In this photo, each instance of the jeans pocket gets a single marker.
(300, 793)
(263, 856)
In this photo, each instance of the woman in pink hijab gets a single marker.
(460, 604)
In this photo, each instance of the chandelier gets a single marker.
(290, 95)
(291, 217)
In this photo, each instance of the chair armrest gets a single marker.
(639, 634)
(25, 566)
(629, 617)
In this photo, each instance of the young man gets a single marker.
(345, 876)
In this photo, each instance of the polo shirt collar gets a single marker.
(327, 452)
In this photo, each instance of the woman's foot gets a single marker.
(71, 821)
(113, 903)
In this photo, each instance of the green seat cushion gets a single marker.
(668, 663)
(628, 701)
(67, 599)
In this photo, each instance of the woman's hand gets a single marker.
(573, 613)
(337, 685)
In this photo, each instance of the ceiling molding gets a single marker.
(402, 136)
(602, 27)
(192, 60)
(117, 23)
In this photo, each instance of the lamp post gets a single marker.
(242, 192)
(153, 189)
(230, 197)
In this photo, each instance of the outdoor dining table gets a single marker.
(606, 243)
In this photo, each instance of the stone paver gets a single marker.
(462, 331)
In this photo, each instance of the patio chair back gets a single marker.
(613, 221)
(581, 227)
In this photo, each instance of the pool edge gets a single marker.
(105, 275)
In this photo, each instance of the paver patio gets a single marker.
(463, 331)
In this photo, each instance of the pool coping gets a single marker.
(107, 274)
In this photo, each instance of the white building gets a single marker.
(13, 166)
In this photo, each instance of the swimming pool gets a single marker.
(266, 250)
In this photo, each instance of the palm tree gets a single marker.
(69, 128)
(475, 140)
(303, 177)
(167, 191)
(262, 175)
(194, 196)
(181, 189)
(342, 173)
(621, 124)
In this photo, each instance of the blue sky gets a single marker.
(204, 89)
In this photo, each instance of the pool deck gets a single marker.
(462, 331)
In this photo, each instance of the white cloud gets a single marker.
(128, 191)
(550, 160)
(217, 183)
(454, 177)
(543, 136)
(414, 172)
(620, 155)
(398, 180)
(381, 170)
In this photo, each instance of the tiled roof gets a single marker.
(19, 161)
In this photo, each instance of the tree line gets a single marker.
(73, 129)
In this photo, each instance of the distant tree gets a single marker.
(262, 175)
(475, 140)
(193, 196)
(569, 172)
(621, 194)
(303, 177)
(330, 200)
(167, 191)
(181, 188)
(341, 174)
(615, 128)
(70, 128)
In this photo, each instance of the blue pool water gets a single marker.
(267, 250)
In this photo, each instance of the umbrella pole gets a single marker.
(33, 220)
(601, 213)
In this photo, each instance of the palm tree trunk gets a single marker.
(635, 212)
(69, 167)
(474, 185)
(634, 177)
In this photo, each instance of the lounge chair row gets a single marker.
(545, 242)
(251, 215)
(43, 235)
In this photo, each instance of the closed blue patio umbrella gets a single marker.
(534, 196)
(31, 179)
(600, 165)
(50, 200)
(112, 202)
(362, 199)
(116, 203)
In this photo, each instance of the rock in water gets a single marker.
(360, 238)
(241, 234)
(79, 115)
────
**How to complete this task:**
Reproduce the entire listing so that it matches the original in every line.

**Expected answer:**
In this photo, each instance of the jeans pocket gets a single marker.
(300, 793)
(263, 856)
In this photo, each instance of the woman in pink hijab gets a single marker.
(460, 604)
In this photo, each instance of the chandelier gets a single marker.
(290, 95)
(291, 217)
In this photo, each instance of the chair armrest gets a single marker.
(639, 634)
(25, 566)
(629, 617)
In this photo, each instance of the young man gets a single marker.
(345, 876)
In this photo, each instance of the polo shirt collar gets a single marker.
(327, 452)
In this photo, each instance of the woman's foot gets a single marker.
(71, 821)
(113, 903)
In this photo, each instance of the green seat cushion gets a single marker.
(668, 663)
(628, 701)
(67, 599)
In this photo, each instance of the woman's hand gets a single marker.
(573, 613)
(337, 685)
In this photo, each instance of the ceiling molding gets a single marker.
(402, 136)
(602, 27)
(192, 60)
(117, 23)
In this photo, each instance of the lamp post gets a single marker.
(242, 192)
(153, 189)
(230, 197)
In this photo, each instance of the outdoor dining table gets a single marker.
(606, 243)
In this photo, each instance of the stone paver gets a single marker.
(462, 331)
In this photo, each instance of the patio chair back gets a single marker.
(613, 221)
(581, 227)
In this photo, each instance of the pool edge gets a single marker.
(105, 275)
In this photo, each instance of the paver patio gets a single marker.
(463, 331)
In this photo, each instance of the pool coping gets a single marker.
(107, 274)
In this photo, each instance of the white building gets a single marker.
(13, 166)
In this photo, each instance of the swimming pool gets a single marker.
(266, 250)
In this photo, each instance of the palm tree gets a single marker.
(69, 128)
(475, 140)
(303, 177)
(167, 191)
(262, 175)
(194, 196)
(181, 189)
(342, 173)
(621, 124)
In this photo, each instance of the blue sky gets a single marker.
(204, 89)
In this photo, each instance of the pool deck gets a single marker.
(462, 331)
In this photo, each instance of the white cloud gets a single marker.
(128, 191)
(550, 160)
(217, 183)
(454, 177)
(543, 136)
(414, 172)
(620, 155)
(398, 180)
(381, 170)
In this photo, each instance of the tiled roof gets a single marker.
(19, 161)
In this photo, each instance of the tree line gets a single marker.
(73, 129)
In this photo, each instance of the distant tree gets a single marker.
(262, 175)
(475, 140)
(193, 196)
(569, 172)
(621, 194)
(303, 177)
(330, 200)
(167, 191)
(181, 188)
(341, 174)
(615, 128)
(70, 128)
In this photo, each instance of the blue pool water gets a single marker.
(267, 250)
In this photo, each instance of the umbrella pole gets a single marker.
(33, 220)
(601, 213)
In this photo, each instance of the palm tree trunk gets a single marker.
(635, 212)
(69, 167)
(474, 185)
(634, 177)
In this photo, each instance of the lounge chair row gets a single marker.
(545, 242)
(251, 215)
(43, 235)
In this photo, each instance of the closed blue patio umbrella gets a single marker.
(534, 196)
(31, 179)
(600, 165)
(50, 200)
(112, 202)
(362, 199)
(116, 203)
In this photo, each instance of the rock in water gets a single marker.
(360, 238)
(241, 234)
(79, 115)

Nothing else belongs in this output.